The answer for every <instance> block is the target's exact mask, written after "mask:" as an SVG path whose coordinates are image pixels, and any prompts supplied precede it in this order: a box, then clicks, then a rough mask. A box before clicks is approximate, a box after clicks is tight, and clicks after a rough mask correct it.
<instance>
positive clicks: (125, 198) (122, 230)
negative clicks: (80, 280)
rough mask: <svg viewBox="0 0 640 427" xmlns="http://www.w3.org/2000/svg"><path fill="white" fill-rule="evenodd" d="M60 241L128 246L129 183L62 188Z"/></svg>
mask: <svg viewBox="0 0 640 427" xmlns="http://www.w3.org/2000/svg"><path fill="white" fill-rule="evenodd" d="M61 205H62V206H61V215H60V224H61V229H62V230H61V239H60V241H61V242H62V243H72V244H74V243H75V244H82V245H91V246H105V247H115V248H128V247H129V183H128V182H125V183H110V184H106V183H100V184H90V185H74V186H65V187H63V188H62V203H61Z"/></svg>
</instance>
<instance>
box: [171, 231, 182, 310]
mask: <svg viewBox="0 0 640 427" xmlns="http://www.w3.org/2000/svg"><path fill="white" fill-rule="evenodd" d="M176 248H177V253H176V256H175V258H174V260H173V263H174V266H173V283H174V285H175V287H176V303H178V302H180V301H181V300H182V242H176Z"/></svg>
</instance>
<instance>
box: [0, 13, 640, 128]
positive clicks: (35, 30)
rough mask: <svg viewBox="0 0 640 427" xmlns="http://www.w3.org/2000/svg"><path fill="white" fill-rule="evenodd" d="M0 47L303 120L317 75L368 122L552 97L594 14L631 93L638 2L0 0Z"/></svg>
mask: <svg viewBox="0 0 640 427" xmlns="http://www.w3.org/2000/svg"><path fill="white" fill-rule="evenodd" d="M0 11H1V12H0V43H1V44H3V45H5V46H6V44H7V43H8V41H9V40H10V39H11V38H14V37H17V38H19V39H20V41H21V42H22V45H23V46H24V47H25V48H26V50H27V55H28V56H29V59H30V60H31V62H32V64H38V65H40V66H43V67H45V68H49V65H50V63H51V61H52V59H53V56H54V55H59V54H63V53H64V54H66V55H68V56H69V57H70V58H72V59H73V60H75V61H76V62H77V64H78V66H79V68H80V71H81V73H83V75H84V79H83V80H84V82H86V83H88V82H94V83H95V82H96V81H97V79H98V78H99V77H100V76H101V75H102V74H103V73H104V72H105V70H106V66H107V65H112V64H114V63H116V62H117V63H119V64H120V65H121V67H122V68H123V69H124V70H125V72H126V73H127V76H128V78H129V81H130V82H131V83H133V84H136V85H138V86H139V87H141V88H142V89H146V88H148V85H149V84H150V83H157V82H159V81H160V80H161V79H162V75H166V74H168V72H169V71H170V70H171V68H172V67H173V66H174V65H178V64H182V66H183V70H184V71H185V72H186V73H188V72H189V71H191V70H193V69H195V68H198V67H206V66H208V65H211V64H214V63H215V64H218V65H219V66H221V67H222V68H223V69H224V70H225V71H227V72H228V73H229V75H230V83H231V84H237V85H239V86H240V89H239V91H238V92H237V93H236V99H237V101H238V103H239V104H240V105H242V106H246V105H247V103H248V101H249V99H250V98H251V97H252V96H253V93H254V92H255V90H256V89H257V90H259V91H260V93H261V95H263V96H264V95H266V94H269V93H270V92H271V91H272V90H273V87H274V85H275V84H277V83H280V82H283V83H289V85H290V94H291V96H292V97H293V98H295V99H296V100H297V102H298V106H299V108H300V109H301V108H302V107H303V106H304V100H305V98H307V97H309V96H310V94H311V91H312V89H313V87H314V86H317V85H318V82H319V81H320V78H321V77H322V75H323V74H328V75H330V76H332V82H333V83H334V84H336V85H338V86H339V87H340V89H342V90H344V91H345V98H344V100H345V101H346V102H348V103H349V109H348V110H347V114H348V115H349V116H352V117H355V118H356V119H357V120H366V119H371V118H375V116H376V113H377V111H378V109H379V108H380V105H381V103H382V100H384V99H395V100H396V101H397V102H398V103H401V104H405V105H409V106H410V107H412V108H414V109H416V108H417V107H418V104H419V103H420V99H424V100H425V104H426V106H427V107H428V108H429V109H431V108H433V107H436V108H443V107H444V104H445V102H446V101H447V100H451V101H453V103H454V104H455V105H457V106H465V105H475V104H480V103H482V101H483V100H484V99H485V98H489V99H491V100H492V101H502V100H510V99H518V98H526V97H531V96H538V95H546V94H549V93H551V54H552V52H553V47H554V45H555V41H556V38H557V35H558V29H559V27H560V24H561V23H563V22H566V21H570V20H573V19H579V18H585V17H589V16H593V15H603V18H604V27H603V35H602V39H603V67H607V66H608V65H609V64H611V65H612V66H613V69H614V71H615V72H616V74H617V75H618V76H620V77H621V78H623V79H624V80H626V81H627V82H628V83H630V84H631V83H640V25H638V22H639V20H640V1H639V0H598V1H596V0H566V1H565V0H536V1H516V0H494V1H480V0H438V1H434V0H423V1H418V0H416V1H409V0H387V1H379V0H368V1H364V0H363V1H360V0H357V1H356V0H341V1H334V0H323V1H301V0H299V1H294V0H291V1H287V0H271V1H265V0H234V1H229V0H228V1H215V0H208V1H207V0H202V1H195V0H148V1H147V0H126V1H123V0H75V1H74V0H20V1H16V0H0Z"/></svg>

▶ Task instructions
Everything in the material above should be output exactly.

▶ Your response
The answer for every <instance> block is the target's exact mask, written after "mask:" as an SVG path whose coordinates are image pixels, and any prompts supplied precede it in this order: a box, then clicks, then a rough mask. A box before clicks is approximate, a box after clicks is tight, and clicks after a rough mask correct it.
<instance>
positive clicks: (125, 198) (122, 230)
negative clicks: (80, 280)
rough mask: <svg viewBox="0 0 640 427" xmlns="http://www.w3.org/2000/svg"><path fill="white" fill-rule="evenodd" d="M60 241L128 246L129 183L62 188Z"/></svg>
mask: <svg viewBox="0 0 640 427" xmlns="http://www.w3.org/2000/svg"><path fill="white" fill-rule="evenodd" d="M61 205H62V206H61V215H60V224H61V229H62V230H61V239H60V241H61V242H62V243H72V244H74V243H75V244H82V245H91V246H105V247H115V248H128V247H129V183H128V182H125V183H110V184H106V183H100V184H90V185H74V186H65V187H63V188H62V203H61Z"/></svg>
</instance>
<instance>
box: [171, 231, 182, 310]
mask: <svg viewBox="0 0 640 427" xmlns="http://www.w3.org/2000/svg"><path fill="white" fill-rule="evenodd" d="M176 248H177V253H176V256H175V258H174V260H173V263H174V266H173V283H174V285H175V287H176V303H178V302H180V301H181V300H182V242H176Z"/></svg>
</instance>
<instance>
box: [0, 13, 640, 128]
positive clicks: (35, 30)
rough mask: <svg viewBox="0 0 640 427" xmlns="http://www.w3.org/2000/svg"><path fill="white" fill-rule="evenodd" d="M0 47L303 120L317 75L368 122L552 97L594 14L631 93L638 2L0 0Z"/></svg>
mask: <svg viewBox="0 0 640 427" xmlns="http://www.w3.org/2000/svg"><path fill="white" fill-rule="evenodd" d="M0 11H1V12H0V43H1V44H3V45H5V46H6V44H7V43H8V41H9V40H10V39H11V38H14V37H17V38H19V39H20V41H21V42H22V45H23V46H24V47H25V48H26V50H27V55H28V56H29V59H30V60H31V62H32V64H38V65H40V66H43V67H45V68H49V65H50V63H51V61H52V59H53V56H54V55H59V54H63V53H64V54H66V55H68V56H69V57H70V58H72V59H73V60H75V61H76V62H77V64H78V66H79V68H80V71H81V73H83V75H84V79H83V80H84V82H86V83H88V82H94V83H95V82H96V81H97V79H98V78H99V77H100V76H101V75H102V74H103V73H104V72H105V70H106V66H107V65H112V64H114V63H116V62H117V63H119V64H120V65H121V67H122V68H123V69H124V70H125V72H126V73H127V76H128V78H129V81H130V82H131V83H133V84H136V85H138V86H139V87H141V88H142V89H146V88H148V85H149V84H150V83H157V82H159V81H160V80H161V79H162V75H166V74H168V72H169V71H170V70H171V68H172V67H173V66H174V65H178V64H182V66H183V70H184V71H185V72H186V73H188V72H189V71H191V70H193V69H195V68H198V67H206V66H208V65H211V64H214V63H215V64H218V65H219V66H221V67H222V68H223V69H224V70H225V71H227V72H228V73H229V75H230V83H231V84H237V85H239V86H240V89H239V91H238V92H237V93H236V99H237V101H238V103H239V104H240V105H242V106H246V105H247V103H248V101H249V99H250V98H251V97H252V96H253V93H254V92H255V90H256V89H257V90H259V91H260V93H261V95H263V96H264V95H266V94H269V93H270V92H271V91H272V90H273V87H274V85H275V84H277V83H280V82H283V83H289V85H290V94H291V96H292V97H293V98H295V99H296V100H297V102H298V106H299V108H300V109H301V108H302V107H303V106H304V100H305V98H307V97H309V96H310V94H311V91H312V89H313V87H314V86H317V85H318V82H319V81H320V78H321V77H322V75H323V74H328V75H330V76H332V82H333V83H334V84H336V85H338V86H339V87H340V89H342V90H344V91H345V98H344V100H345V101H346V102H348V103H349V109H348V110H347V114H348V115H349V116H352V117H355V118H356V119H357V120H366V119H371V118H375V116H376V113H377V111H378V109H379V108H380V105H381V103H382V100H384V99H395V100H396V101H397V102H398V103H401V104H405V105H409V106H410V107H412V108H414V109H416V108H417V107H418V104H419V103H420V99H424V100H425V104H426V106H427V107H428V108H429V109H431V108H433V107H436V108H443V107H444V104H445V102H446V101H447V100H451V101H453V103H454V104H455V105H457V106H465V105H475V104H480V103H482V101H483V100H484V99H485V98H489V99H491V100H492V101H502V100H510V99H518V98H526V97H531V96H538V95H546V94H549V93H551V54H552V52H553V47H554V45H555V41H556V38H557V35H558V29H559V27H560V24H561V23H563V22H566V21H570V20H573V19H579V18H585V17H589V16H593V15H603V18H604V27H603V35H602V39H603V67H607V66H608V65H609V64H611V65H612V66H613V69H614V71H615V72H616V74H617V75H618V76H620V77H621V78H623V79H624V80H626V81H627V82H628V83H630V84H631V83H640V25H638V22H639V20H640V1H639V0H598V1H596V0H566V1H565V0H536V1H516V0H494V1H480V0H438V1H434V0H423V1H418V0H416V1H409V0H387V1H379V0H368V1H364V0H363V1H360V0H357V1H356V0H341V1H334V0H323V1H301V0H299V1H294V0H291V1H287V0H271V1H265V0H234V1H229V0H228V1H215V0H208V1H207V0H202V1H195V0H148V1H147V0H126V1H123V0H75V1H74V0H20V1H16V0H0Z"/></svg>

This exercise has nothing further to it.